* **Task goal**
Lay out the rows below as a two-column CSV with the headers request and answer, giving one line per row. Put each field in quotation marks and replace any line breaks with spaces.

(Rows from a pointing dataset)
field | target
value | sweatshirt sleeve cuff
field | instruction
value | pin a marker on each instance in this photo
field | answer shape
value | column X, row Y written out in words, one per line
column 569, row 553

* **Complete answer**
request,answer
"field | target value | sweatshirt sleeve cuff field | instruction value | pin a marker on each instance in this photo field | answer shape value | column X, row Y written out in words, one per line","column 569, row 553"